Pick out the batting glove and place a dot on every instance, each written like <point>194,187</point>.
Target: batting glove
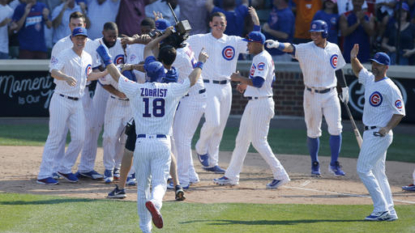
<point>272,44</point>
<point>344,97</point>
<point>103,52</point>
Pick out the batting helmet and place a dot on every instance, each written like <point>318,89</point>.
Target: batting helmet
<point>155,71</point>
<point>319,26</point>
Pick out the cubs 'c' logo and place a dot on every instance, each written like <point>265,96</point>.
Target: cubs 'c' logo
<point>375,99</point>
<point>228,53</point>
<point>119,59</point>
<point>398,104</point>
<point>88,69</point>
<point>333,60</point>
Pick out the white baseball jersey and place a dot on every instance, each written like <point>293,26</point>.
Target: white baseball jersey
<point>383,100</point>
<point>262,66</point>
<point>224,53</point>
<point>318,64</point>
<point>73,65</point>
<point>134,53</point>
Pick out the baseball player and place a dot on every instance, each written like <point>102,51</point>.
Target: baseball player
<point>217,82</point>
<point>410,187</point>
<point>77,19</point>
<point>383,110</point>
<point>321,63</point>
<point>70,69</point>
<point>257,115</point>
<point>154,105</point>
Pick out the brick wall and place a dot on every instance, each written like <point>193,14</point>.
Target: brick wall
<point>288,95</point>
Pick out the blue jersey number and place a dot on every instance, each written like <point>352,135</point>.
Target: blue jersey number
<point>158,107</point>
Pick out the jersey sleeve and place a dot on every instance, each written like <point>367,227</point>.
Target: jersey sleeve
<point>128,87</point>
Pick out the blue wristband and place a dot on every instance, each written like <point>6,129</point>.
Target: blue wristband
<point>199,65</point>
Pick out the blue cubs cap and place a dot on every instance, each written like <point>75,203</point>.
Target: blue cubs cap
<point>256,36</point>
<point>79,31</point>
<point>381,58</point>
<point>162,24</point>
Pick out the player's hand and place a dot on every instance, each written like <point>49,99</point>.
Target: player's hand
<point>235,76</point>
<point>272,44</point>
<point>71,81</point>
<point>344,96</point>
<point>354,51</point>
<point>241,87</point>
<point>203,56</point>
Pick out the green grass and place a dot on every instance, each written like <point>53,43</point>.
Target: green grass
<point>35,213</point>
<point>282,141</point>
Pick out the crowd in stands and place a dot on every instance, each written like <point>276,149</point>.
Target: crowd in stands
<point>29,28</point>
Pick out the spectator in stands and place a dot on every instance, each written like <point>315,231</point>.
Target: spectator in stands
<point>60,18</point>
<point>235,15</point>
<point>280,26</point>
<point>305,11</point>
<point>406,42</point>
<point>195,12</point>
<point>329,14</point>
<point>28,21</point>
<point>162,7</point>
<point>6,13</point>
<point>130,15</point>
<point>100,12</point>
<point>357,27</point>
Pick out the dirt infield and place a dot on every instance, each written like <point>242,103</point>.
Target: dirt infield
<point>20,165</point>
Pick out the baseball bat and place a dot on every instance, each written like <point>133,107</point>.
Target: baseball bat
<point>355,129</point>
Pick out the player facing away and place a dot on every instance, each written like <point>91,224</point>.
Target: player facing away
<point>70,69</point>
<point>321,63</point>
<point>383,110</point>
<point>224,50</point>
<point>257,115</point>
<point>153,104</point>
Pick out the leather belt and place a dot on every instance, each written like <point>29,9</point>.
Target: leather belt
<point>201,91</point>
<point>119,98</point>
<point>260,97</point>
<point>319,91</point>
<point>370,127</point>
<point>70,97</point>
<point>215,81</point>
<point>151,136</point>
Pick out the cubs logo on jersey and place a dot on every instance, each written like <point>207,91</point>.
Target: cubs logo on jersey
<point>88,69</point>
<point>228,53</point>
<point>333,60</point>
<point>398,104</point>
<point>375,99</point>
<point>119,59</point>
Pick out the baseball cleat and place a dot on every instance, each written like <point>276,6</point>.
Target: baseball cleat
<point>378,216</point>
<point>203,159</point>
<point>224,181</point>
<point>108,178</point>
<point>48,180</point>
<point>69,177</point>
<point>117,193</point>
<point>410,187</point>
<point>91,174</point>
<point>315,169</point>
<point>336,169</point>
<point>274,184</point>
<point>216,169</point>
<point>155,214</point>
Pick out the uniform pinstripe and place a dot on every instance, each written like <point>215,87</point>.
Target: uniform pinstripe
<point>90,48</point>
<point>224,56</point>
<point>187,116</point>
<point>255,121</point>
<point>153,106</point>
<point>383,100</point>
<point>319,66</point>
<point>65,112</point>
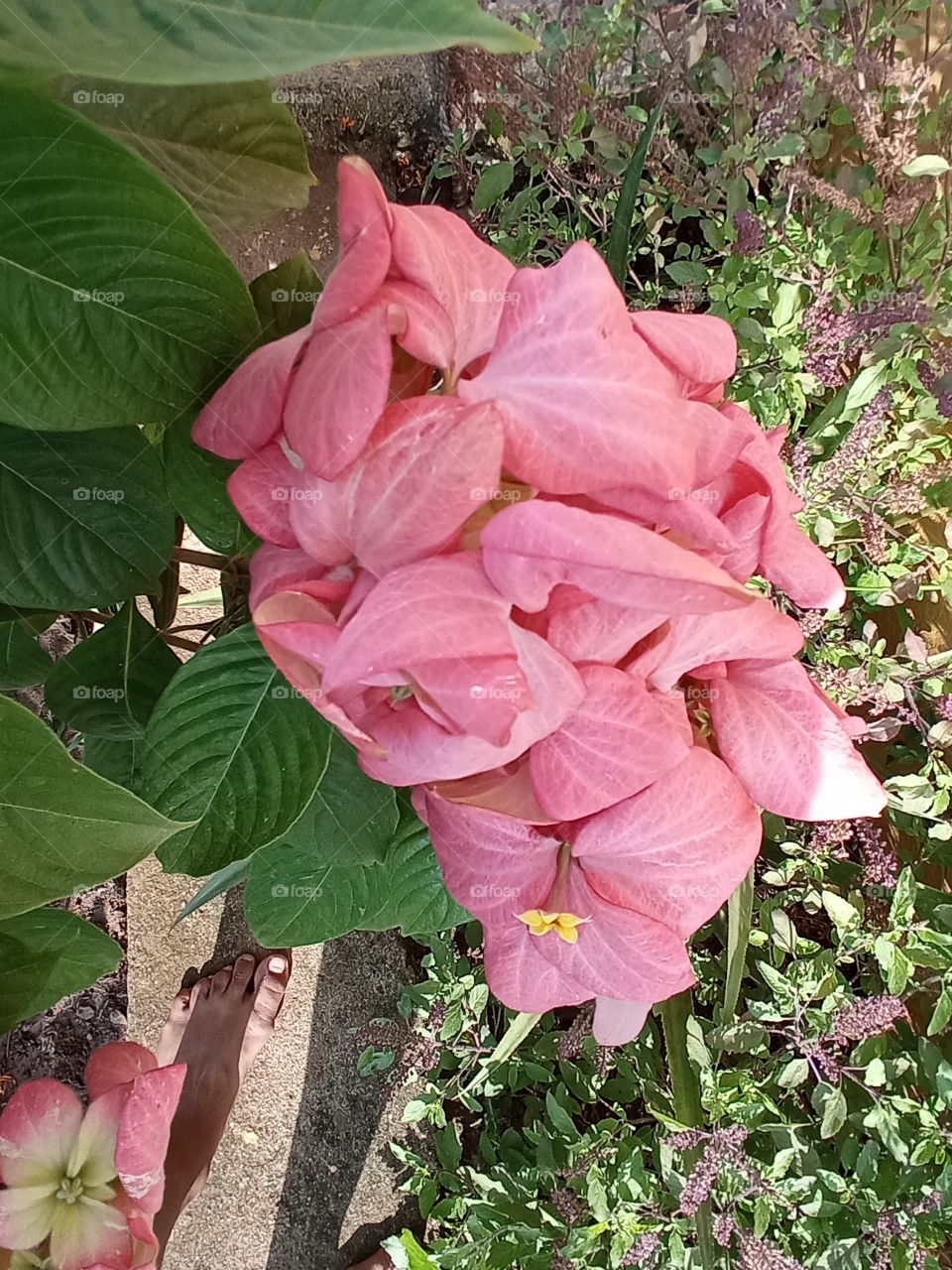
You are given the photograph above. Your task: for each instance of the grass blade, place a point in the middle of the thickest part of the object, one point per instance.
(617, 252)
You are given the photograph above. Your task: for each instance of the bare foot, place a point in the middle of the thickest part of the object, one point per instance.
(221, 1026)
(176, 1024)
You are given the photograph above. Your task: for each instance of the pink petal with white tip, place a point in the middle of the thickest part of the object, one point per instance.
(492, 864)
(784, 742)
(440, 608)
(587, 404)
(262, 490)
(617, 1023)
(278, 570)
(620, 952)
(532, 548)
(584, 629)
(676, 849)
(245, 413)
(615, 743)
(698, 639)
(339, 391)
(143, 1139)
(417, 751)
(363, 227)
(435, 461)
(39, 1129)
(468, 278)
(699, 349)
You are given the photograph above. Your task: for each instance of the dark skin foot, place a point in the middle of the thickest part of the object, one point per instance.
(217, 1029)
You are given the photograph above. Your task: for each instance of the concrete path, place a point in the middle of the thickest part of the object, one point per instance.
(303, 1179)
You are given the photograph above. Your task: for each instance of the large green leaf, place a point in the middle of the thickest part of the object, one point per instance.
(81, 522)
(109, 684)
(231, 747)
(184, 42)
(114, 760)
(294, 897)
(48, 955)
(286, 295)
(22, 661)
(62, 828)
(350, 820)
(232, 151)
(118, 305)
(197, 484)
(411, 890)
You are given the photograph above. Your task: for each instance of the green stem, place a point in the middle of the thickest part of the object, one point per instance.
(619, 240)
(740, 908)
(688, 1107)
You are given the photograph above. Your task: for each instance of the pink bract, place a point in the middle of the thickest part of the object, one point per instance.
(82, 1185)
(509, 532)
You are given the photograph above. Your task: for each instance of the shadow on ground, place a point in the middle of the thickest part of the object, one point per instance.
(339, 1159)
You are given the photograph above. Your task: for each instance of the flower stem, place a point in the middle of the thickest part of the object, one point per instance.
(688, 1107)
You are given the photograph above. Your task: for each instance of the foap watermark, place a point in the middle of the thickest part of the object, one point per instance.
(94, 96)
(697, 693)
(480, 494)
(493, 890)
(95, 693)
(693, 890)
(295, 494)
(298, 96)
(295, 298)
(683, 96)
(95, 494)
(98, 298)
(497, 298)
(285, 693)
(480, 693)
(678, 494)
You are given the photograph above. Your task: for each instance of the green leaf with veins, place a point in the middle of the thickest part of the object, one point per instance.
(62, 826)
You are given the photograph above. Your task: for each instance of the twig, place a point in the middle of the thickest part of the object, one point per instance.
(207, 559)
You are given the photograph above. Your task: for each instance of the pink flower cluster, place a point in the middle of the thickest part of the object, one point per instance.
(81, 1185)
(509, 529)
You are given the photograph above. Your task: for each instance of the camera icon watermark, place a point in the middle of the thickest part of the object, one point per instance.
(282, 890)
(692, 892)
(99, 298)
(480, 494)
(480, 693)
(298, 96)
(94, 693)
(295, 494)
(285, 693)
(495, 298)
(679, 494)
(94, 96)
(298, 298)
(94, 494)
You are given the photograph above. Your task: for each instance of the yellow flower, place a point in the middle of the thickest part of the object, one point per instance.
(565, 925)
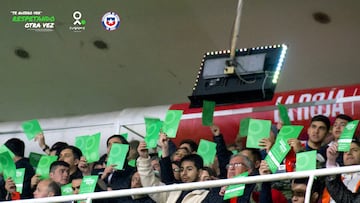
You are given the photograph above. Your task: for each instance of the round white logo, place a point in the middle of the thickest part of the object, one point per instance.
(110, 21)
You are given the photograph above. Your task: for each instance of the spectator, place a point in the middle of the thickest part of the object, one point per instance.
(190, 170)
(352, 157)
(17, 146)
(47, 188)
(72, 156)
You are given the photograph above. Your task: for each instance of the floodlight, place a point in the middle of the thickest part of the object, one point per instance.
(249, 77)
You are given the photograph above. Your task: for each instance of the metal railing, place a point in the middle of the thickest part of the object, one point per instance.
(206, 184)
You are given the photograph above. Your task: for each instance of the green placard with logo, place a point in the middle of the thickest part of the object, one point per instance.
(277, 154)
(306, 160)
(34, 159)
(244, 127)
(117, 155)
(235, 190)
(89, 146)
(132, 163)
(31, 128)
(3, 148)
(125, 135)
(171, 122)
(283, 113)
(8, 168)
(19, 179)
(66, 189)
(153, 126)
(43, 167)
(258, 129)
(207, 150)
(289, 131)
(347, 135)
(208, 113)
(88, 184)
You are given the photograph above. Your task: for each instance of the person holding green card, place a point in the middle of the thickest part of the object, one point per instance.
(317, 132)
(17, 146)
(115, 179)
(350, 181)
(72, 155)
(190, 171)
(47, 188)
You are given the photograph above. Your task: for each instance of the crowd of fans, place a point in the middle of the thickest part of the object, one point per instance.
(182, 164)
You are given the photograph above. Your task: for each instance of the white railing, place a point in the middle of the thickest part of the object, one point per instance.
(206, 184)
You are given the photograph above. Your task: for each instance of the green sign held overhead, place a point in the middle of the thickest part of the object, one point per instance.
(19, 179)
(7, 166)
(347, 135)
(31, 128)
(284, 116)
(117, 155)
(153, 127)
(89, 146)
(171, 122)
(208, 113)
(277, 154)
(207, 150)
(43, 167)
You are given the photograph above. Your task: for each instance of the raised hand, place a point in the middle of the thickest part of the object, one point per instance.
(264, 168)
(331, 154)
(164, 143)
(215, 130)
(295, 144)
(266, 144)
(142, 150)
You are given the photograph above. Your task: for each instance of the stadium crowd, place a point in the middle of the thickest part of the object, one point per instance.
(182, 164)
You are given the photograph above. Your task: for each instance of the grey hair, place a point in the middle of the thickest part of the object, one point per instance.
(249, 164)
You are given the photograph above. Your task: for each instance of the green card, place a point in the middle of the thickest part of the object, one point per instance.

....................

> **WRITTEN TASK**: Copy the material from the line containing "of the bare" through the line containing "(176, 1024)", swapping "thickest part" for "widest part" and changing nothing else.

> **ANSWER TO THE EXERCISE**:
You are given the photograph above. Your task: for each instance of the bare foot, place a point in the middle of the widest part of the object, one point per instance.
(221, 1026)
(176, 1024)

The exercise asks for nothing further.